Five-and-a-Half Years Sober, Sales Coach Argues Ambition and Addiction Cannot Coexist
Ian Koniak, who has been in a 12-step programme for five and a half years, frames the question of alcohol and other habitual vices not in moral terms but as a straightforward performance calculation. The test he applies is whether a given behaviour moves a person closer to or further from their stated goals — health, finances, family — and he argues that for anyone with serious ambitions in those areas, the answer is invariably that it does not help. He uses the word "rationalize" deliberately, noting that it contains the word "lies," and positions self-honesty as the deciding factor rather than external judgement.
The framing matters because it removes the cultural and social defences that tend to insulate drinking in particular from scrutiny in high-performance professional environments. Sales culture specifically has long normalised alcohol as a tool for client relationships and celebration, an assumption that both Koniak and the Snowflake sales leader he spoke with describe, from experience, as false. Their accounts suggest the damage accumulates quietly over years before becoming visible — including cognitive decline that is only recognised after the fact.

**Extracted entries**
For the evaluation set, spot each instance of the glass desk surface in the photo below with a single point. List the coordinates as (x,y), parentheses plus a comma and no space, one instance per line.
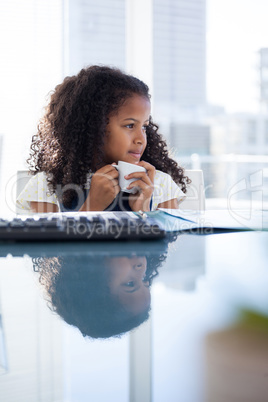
(198,306)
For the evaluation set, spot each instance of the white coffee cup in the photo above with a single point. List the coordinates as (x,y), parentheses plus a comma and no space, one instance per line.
(125,168)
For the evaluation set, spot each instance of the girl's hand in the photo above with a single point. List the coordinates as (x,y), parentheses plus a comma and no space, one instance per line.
(140,201)
(104,188)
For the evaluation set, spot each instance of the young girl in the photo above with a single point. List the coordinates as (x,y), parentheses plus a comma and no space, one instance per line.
(93,120)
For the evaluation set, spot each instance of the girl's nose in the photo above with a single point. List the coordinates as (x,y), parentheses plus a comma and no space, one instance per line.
(140,137)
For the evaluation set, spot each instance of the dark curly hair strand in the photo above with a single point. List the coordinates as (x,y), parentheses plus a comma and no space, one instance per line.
(70,137)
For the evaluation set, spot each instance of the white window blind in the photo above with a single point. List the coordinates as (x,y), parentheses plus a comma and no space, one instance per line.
(31,37)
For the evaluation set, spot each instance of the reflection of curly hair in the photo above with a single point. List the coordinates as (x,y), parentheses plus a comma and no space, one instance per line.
(70,137)
(78,291)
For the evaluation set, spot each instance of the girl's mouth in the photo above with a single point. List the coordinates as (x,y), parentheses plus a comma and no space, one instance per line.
(136,155)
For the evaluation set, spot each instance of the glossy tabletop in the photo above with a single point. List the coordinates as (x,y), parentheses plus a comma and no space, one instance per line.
(177,301)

**Your task**
Which goals does the article on sobriety and ambition give as examples of the stated goals a behavior can move a person toward or away from? The records were taken from a different source than the article on sobriety and ambition.

**Output**
Health, finances, family